- **Excerpted text**

Your grade for this course will be calculated out of 300 points. The minimum score required to pass and become eligible for college credit for this course is 210 points, or an overall course grade of 70%. The table below shows the assignments you must complete and how they'll be incorporated into the overall grade.
|Proctored Final Exam||200|
Quizzes are meant to test your comprehension of each lesson as you progress through the course. Here's a breakdown of how you will be graded on quizzes and how they'll factor into your final score:
- You will have 3 attempts to take each quiz for a score.
- The highest score of your first 3 attempts will be recorded as your score for each quiz.
- When you've completed the course, the highest scores from your first 3 attempts at each quiz will be averaged together and weighed against the total possible points for quizzes. For instance, if your average quiz score is 85%, you'll receive 85 out of 100 possible points for quizzes.
- After your initial 3 attempts, you can take a quiz for practice as many times as you'd like.
- You will need to pass each quiz with a score of at least 80% to earn course progress for the lesson. However, it is not necessary to earn 80% within the first three quiz attempts.
Proctored Final Exam
The proctored final exam is a cumulative test designed to ensure that you've mastered the material in the course.
- You'll earn points equivalent to the percentage grade you receive on your proctored final. (So if you earn 90% on the final, that's 180 points toward your final grade.)
- If you're unsatisfied with your score on the exam, you'll be eligible to retake the exam after a 3-day waiting period.
- You can only retake the exam twice, so be sure to use your study guide and fully prepare yourself before you take the exam again.
Items Allowed on Study.com Proctored Exam for Education 106:
- Blank scratch paper
- Pen or pencil
Items NOT Allowed on Study.com Proctored Exam for Education 106:
- Office programs, web browsers, or any programs other than Software Secure (including Study.com lessons)

- **Tasks to perform**
1 > Convert the part of the records that starts with the line containing "Reviewer check: every instance of the bone" and runs through the end of the records into a numbered list, with both ends included and any blank lines left out.
2 > Pick up the course grading policy at its last sentence and write what follows.

- **Records shown**
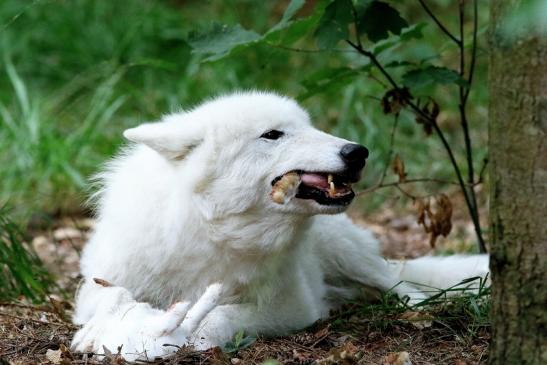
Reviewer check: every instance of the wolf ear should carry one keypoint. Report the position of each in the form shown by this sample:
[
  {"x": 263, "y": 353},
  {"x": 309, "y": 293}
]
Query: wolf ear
[{"x": 173, "y": 139}]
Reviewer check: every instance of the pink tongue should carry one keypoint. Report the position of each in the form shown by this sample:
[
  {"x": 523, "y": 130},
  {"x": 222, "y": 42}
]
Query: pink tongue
[{"x": 315, "y": 180}]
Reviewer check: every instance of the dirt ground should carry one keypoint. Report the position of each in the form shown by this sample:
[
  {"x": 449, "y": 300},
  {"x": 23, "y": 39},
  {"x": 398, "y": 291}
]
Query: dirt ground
[{"x": 42, "y": 334}]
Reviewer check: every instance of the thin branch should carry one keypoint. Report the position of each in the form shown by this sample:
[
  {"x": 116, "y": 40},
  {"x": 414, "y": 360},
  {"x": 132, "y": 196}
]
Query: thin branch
[
  {"x": 473, "y": 51},
  {"x": 383, "y": 185},
  {"x": 464, "y": 93},
  {"x": 374, "y": 61},
  {"x": 469, "y": 195},
  {"x": 482, "y": 170},
  {"x": 439, "y": 24},
  {"x": 391, "y": 144}
]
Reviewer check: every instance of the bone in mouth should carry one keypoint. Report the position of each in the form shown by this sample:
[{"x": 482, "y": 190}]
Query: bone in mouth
[
  {"x": 335, "y": 192},
  {"x": 285, "y": 188}
]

- **Expected answers**
1 >
1. Reviewer check: every instance of the bone in mouth should carry one keypoint. Report the position of each in the form shown by this sample:
2. [{"x": 482, "y": 190}]
3. Query: bone in mouth
4. [
5.   {"x": 335, "y": 192},
6.   {"x": 285, "y": 188}
7. ]

2 >
- Textbooks (digital or physical)
- Mobile phones, headphones, speakers, TVs, or radios
- Notebooks or notes
- Any calculators
Upon completion of this course, you will be able to:
- Describe the stages of cognitive development, zone of proximal development, and stages of development theories from various psychologists.
- Distinguish forms of development and cognitive and fine motor skills in children, including behavior, abnormalities, and the impact of abuse and neglect.
- Explain the benefits of early childhood education and the curriculum, programs, and services it offers.
- Appraise infants' and toddlers' cognitive and social development, including emotional expression in the first two years of life.
- Compare and contrast different preschool and kindergarten methods of education, including Montessori, Emilia, High/Scope, and Waldorf approaches.
- Summarize strategies for teaching to course standards and types of learning in childhood education.
- Analyze ways to educate students with regards to diversity, learning disabilities, prejudice, and gender equality.
- Evaluate assessments and developmentally appropriate practices (DAP) for early childhood, preschool, special education, and more.
- Define parent-child relationships and the impact of different types of family structure.
- Identify effective teaching and professional developments, focusing on organizations in education such as the NAEYC, ACEI, NEA.
There are no prerequisites for this course.
Education 106 consists of short video lessons that are organized into topical chapters. Each video is approximately 5-10 minutes in length and comes with a quick quiz to help you measure your learning. The course is completely self-paced. Watch lessons on your schedule whenever and wherever you want.
At the end of each chapter, you can complete a chapter test to see if you're ready to move on or have some material to review. Once you've completed the entire course, take the practice test and use the study tools in the course to prepare for the proctored final exam. You may take the proctored final exam whenever you are ready.
How Credit Recommendations Work
This course has been evaluated and recommended by both ACE and NCCRS for 3 semester hours in the lower division baccalaureate degree category. To apply for transfer credit, follow these steps:
- If you already have a school in mind, check with the registrar to see if the school will grant credit for courses recommended by either ACE or NCCRS.
- Complete Education 106 by watching video lessons and taking short quizzes.
- Take the Education 106 final exam directly on the Study.com site.
- Request a transcript to be sent to the accredited school of your choice!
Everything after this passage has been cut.